Goal: In the MNIST softmax notebook, what test accuracy is printed after training finishes?
[begin Source text]
In [69]:
import numpy as np

In [70]:
data = np.load("mnist.npz")

# Convert to float32 và reshape thành (num_features, num_samples)
X_train = data["x_train"].astype(np.float32).reshape(60000, 784).T / 255.0
y_train = data["y_train"].astype(int)

X_test = data["x_test"].astype(np.float32).reshape(10000, 784).T / 255.0
y_test = data["y_test"].astype(int)

# Shuffle training set
perm = np.random.permutation(X_train.shape[1])
X_train = X_train[:, perm]
y_train = y_train[perm]

print("X_train shape:", X_train.shape)   # (784, 60000)
print("X_test  shape:", X_test.shape)    # (784, 10000)
print("y_train shape:", y_train.shape)   # (60000,)
print("y_test  shape:", y_test.shape)    # (10000,)

X_train shape: (784, 60000)
X_test  shape: (784, 10000)
y_train shape: (60000,)
y_test  shape: (10000,)


In [71]:
# Kiệt
# =========================
# 1) Softmax function
# =========================
def softmax(z):
    # z shape = (num_classes, num_samples)
    # subtract max trick to avoid overflow
    z = z - np.max(z, axis=0, keepdims=True)
    exp_z = np.exp(z)
    return exp_z / np.sum(exp_z, axis=0, keepdims=True)

# =========================
# 2) Cross entropy loss
# =========================
def cross_entropy_loss(y_true, y_pred):
    # y_true: one-hot label (num_classes, num_samples)
    # y_pred: prediction softmax (num_classes, num_samples)
    m = y_true.shape[1]
    loss = -np.sum(y_true * np.log(y_pred + 1e-8)) / m
    return loss

# =========================
# 3) Gradient descent update
# =========================
def train_softmax(X, y, num_classes, lr=0.1, epochs=1000):
    # X shape = (num_features, num_samples)
    # y = labels (0..9)
    m = X.shape[1]
    
    # convert label → one-hot
    y_one_hot = np.zeros((num_classes, m))
    y_one_hot[y, np.arange(m)] = 1

    # initialize weights & bias
    W = np.zeros((num_classes, X.shape[0]))
    b = np.zeros((num_classes, 1))

    for epoch in range(epochs):
        # forward
        Z = np.dot(W, X) + b
        A = softmax(Z)

        # compute loss
        loss = cross_entropy_loss(y_one_hot, A)

        # backward derivatives
        dZ = A - y_one_hot                  # (num_classes, m)
        dW = (1/m) * np.dot(dZ, X.T)        # (num_classes, num_features)
        db = (1/m) * np.sum(dZ, axis=1, keepdims=True)

        # update rule
        W -= lr * dW
        b -= lr * db

        if epoch % 100 == 0:
            print(f"Epoch {epoch} — Loss = {loss:.4f}")

    return W, b


In [72]:
def predict(W, b, X):
    Z = np.dot(W, X) + b
    A = softmax(Z)
    return np.argmax(A, axis=0)

def accuracy(y_true, y_pred):
    return np.mean(y_true == y_pred)

num_classes = 10
W, b = train_softmax(X_train, y_train, num_classes, lr=0.1, epochs=1000)

y_pred_test = predict(W, b, X_test)
acc_test = accuracy(y_test, y_pred_test)
print("Test accuracy:", acc_test)

Epoch 0 — Loss = 2.3026
Epoch 100 — Loss = 0.6087
Epoch 200 — Loss = 0.4894
Epoch 300 — Loss = 0.4404
Epoch 400 — Loss = 0.4122
Epoch 500 — Loss = 0.3933
Epoch 600 — Loss = 0.3794
Epoch 700 — Loss = 0.3687
Epoch 800 — Loss = 0.3602
Epoch 900 — Loss = 0.3531
Test accuracy: 0.9096
[end Source text]
[begin Available data]
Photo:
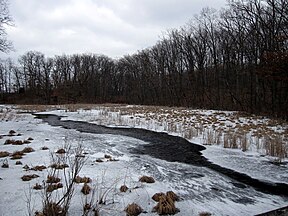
[end Available data]
Response to this task: 0.9096